[Try it]
Tally the lines in the records below that contain "crust" and return only the result.

-- The records follows --

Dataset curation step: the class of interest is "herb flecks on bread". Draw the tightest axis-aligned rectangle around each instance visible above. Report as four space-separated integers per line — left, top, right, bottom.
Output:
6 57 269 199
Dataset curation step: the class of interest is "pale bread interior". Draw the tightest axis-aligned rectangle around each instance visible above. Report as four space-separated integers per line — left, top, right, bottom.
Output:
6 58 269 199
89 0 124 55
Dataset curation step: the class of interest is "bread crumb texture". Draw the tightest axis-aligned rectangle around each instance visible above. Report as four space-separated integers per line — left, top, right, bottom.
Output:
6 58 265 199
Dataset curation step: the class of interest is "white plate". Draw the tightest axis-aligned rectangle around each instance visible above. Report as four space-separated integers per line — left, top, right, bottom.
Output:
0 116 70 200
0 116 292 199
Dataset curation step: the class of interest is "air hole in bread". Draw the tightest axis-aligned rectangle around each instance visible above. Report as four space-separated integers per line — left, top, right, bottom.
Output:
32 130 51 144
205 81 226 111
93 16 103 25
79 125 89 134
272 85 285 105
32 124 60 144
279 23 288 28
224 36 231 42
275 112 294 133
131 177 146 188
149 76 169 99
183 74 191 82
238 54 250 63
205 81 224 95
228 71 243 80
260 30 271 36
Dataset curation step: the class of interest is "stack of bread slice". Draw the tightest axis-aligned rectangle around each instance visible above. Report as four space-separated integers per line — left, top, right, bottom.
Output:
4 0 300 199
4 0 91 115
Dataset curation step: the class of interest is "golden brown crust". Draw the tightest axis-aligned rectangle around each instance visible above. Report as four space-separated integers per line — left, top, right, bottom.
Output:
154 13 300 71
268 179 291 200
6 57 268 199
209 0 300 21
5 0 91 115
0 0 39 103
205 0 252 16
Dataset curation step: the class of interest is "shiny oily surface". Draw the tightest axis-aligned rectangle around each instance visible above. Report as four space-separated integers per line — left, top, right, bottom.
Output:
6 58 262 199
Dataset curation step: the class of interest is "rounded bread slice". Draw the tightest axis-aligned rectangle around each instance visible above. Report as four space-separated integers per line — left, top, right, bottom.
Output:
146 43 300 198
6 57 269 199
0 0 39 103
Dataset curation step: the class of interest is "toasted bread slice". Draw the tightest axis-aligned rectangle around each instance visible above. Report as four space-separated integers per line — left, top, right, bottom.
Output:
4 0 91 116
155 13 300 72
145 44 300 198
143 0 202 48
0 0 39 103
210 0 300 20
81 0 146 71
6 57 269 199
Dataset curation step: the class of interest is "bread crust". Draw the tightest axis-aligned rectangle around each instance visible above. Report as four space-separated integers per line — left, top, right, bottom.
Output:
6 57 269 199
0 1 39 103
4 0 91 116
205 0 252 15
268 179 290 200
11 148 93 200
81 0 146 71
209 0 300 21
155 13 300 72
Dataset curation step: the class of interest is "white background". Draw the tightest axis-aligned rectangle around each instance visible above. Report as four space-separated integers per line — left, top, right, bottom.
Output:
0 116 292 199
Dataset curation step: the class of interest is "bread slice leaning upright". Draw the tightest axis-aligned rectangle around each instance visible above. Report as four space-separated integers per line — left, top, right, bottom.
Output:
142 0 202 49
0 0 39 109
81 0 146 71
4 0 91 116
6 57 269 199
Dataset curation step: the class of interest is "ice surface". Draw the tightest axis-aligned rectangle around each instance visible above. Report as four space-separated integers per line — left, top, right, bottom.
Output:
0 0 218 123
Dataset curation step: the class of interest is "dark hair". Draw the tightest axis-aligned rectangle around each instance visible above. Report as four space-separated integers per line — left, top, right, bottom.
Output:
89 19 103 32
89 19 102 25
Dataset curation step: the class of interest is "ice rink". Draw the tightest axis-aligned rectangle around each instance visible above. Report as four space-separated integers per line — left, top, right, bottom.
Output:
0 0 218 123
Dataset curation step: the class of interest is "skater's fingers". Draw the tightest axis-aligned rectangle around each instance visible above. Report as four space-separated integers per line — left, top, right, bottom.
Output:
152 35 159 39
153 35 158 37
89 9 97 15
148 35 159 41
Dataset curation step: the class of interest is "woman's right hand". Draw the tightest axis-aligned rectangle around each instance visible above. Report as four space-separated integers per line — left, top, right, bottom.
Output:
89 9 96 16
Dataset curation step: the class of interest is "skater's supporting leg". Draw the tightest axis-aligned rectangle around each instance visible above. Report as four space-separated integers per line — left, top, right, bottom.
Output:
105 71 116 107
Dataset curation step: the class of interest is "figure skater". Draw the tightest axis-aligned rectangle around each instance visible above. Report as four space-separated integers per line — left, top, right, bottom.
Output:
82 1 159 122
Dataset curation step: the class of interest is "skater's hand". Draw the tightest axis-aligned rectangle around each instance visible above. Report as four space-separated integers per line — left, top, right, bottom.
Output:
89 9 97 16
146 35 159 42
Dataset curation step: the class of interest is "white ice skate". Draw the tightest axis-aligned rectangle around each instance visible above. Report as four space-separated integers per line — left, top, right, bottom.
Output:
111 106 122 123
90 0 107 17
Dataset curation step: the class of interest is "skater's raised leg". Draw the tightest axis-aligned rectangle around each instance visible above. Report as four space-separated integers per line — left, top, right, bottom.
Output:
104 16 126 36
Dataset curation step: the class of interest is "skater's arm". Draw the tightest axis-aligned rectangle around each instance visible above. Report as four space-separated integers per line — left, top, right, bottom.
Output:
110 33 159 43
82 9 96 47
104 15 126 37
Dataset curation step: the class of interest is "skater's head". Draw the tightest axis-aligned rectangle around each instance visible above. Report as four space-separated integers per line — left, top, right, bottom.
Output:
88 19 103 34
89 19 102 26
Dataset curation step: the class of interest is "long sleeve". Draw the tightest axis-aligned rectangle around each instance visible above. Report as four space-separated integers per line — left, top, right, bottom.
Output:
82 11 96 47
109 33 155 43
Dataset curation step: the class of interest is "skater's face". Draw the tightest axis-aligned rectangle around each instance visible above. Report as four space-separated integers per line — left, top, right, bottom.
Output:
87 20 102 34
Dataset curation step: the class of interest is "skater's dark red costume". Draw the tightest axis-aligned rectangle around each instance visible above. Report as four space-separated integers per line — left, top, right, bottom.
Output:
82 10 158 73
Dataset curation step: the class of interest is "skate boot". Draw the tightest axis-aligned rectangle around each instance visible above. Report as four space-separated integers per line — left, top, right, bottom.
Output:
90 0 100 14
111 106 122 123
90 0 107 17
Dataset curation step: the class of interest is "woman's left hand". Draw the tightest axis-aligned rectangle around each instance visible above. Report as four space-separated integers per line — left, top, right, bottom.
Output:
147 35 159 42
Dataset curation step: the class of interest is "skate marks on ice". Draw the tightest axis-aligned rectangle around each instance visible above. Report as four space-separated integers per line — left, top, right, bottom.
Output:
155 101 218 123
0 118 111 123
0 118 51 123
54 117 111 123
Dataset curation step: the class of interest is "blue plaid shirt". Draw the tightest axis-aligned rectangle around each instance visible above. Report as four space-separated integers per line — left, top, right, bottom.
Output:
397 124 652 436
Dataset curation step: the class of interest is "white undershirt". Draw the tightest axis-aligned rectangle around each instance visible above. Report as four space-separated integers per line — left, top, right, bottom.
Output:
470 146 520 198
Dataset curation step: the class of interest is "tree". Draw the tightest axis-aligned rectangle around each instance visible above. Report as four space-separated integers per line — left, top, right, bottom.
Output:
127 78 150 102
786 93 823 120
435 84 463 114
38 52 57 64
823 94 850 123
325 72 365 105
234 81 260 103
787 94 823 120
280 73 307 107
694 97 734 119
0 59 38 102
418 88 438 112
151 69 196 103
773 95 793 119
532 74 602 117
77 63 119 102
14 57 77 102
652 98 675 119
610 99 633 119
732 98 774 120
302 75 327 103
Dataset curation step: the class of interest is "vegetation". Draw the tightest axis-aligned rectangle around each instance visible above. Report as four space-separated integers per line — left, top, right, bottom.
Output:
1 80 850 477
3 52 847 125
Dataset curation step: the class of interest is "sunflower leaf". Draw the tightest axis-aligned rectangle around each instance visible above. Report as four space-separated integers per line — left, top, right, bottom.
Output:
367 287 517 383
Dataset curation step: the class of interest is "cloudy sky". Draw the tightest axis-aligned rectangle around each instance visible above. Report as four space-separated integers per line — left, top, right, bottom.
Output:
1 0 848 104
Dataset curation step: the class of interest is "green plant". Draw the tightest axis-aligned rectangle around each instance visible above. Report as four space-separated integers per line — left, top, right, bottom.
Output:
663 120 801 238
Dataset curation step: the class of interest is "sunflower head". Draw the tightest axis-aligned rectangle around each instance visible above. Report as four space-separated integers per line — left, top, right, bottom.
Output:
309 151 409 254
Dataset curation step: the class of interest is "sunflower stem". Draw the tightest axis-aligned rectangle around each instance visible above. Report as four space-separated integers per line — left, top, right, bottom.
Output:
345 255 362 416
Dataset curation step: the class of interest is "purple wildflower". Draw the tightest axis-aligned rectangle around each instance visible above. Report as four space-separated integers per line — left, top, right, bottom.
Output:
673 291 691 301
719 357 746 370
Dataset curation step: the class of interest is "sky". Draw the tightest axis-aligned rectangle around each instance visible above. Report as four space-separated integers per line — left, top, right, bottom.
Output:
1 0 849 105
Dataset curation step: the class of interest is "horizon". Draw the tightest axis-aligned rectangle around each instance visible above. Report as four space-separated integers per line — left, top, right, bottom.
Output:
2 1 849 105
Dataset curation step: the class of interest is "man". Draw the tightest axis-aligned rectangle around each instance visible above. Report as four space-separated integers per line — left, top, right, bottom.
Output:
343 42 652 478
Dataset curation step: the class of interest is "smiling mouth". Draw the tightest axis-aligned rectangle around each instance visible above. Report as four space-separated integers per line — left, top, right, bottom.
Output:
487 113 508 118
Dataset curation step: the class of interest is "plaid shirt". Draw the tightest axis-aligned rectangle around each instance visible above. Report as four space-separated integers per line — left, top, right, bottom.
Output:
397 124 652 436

-- The records concluded --

[Solution for this task]
2